───── GIVEN ENTRIES ─────

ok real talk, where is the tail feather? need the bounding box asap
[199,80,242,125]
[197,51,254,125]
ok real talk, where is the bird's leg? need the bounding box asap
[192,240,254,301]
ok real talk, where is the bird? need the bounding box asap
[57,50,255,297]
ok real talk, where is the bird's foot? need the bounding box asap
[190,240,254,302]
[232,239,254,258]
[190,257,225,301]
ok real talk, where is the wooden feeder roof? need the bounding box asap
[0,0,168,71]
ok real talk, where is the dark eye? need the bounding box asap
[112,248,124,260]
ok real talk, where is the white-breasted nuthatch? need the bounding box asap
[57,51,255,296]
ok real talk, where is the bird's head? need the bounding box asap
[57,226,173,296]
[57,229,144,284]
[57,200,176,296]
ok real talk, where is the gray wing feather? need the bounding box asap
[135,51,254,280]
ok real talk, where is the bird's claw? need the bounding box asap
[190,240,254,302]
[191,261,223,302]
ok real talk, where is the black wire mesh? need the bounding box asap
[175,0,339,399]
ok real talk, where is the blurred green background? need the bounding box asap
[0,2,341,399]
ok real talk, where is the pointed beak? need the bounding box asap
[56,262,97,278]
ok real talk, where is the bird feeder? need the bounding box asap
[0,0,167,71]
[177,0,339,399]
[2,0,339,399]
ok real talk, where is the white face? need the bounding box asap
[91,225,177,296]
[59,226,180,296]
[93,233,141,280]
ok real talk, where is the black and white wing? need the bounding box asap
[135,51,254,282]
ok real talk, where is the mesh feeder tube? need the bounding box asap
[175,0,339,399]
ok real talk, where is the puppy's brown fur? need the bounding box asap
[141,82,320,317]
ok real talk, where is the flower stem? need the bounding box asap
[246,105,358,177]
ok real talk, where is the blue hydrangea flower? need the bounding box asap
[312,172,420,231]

─────

> WHAT THE TASK ASKS:
Exactly as they stand above, repeat all the records.

> RESPONSE TO THE TASK:
ok real talk, where is the tail feather? need the bounding box asap
[199,80,242,125]
[197,51,254,125]
ok real talk, where is the bird's leg? need the bounding box asap
[192,240,254,301]
ok real talk, where is the bird? need the bounding box asap
[57,50,255,297]
ok real talk, where is the bird's foot? need the bounding box asap
[190,240,254,302]
[232,239,254,258]
[190,257,225,301]
ok real talk, where is the wooden feeder roof? need the bounding box asap
[0,0,168,71]
ok real talk, where is the dark eye? need the bounding box asap
[112,248,124,260]
ok real talk, where is the white-breasted nuthatch? need the bounding box asap
[57,51,255,296]
ok real talk, where is the bird's head? need the bounding box asap
[57,226,173,296]
[57,229,144,284]
[57,200,176,296]
ok real talk, where is the gray wing feather? need the bounding box asap
[135,51,254,280]
ok real talk, where is the bird's claw? need the bounding box asap
[190,240,254,302]
[191,261,223,302]
ok real talk, where is the black wire mesh? need the bounding box asap
[175,0,339,399]
ok real talk, where is the blurred green background? need the bounding box asap
[0,2,341,399]
ok real talk, where is the pointed beak? need the bounding box asap
[56,262,97,278]
ok real talk, where is the bird feeder? need the bounding box asap
[0,0,167,71]
[177,0,339,399]
[2,0,339,399]
ok real talk, where is the white face? need the bounding box asap
[91,225,177,296]
[59,226,180,296]
[93,233,141,280]
ok real talk, where is the black and white wing? need the bounding box asap
[135,51,254,282]
ok real talk, where is the mesh feeder tube? need the bounding box asap
[175,0,339,399]
ok real talk, where is the puppy's brown fur? need the bounding box asap
[141,82,320,317]
ok real talk, where is the flower stem? need the bounding box asap
[246,105,358,177]
ok real talk, where is the blue hydrangea flower? need the bounding box asap
[312,172,420,231]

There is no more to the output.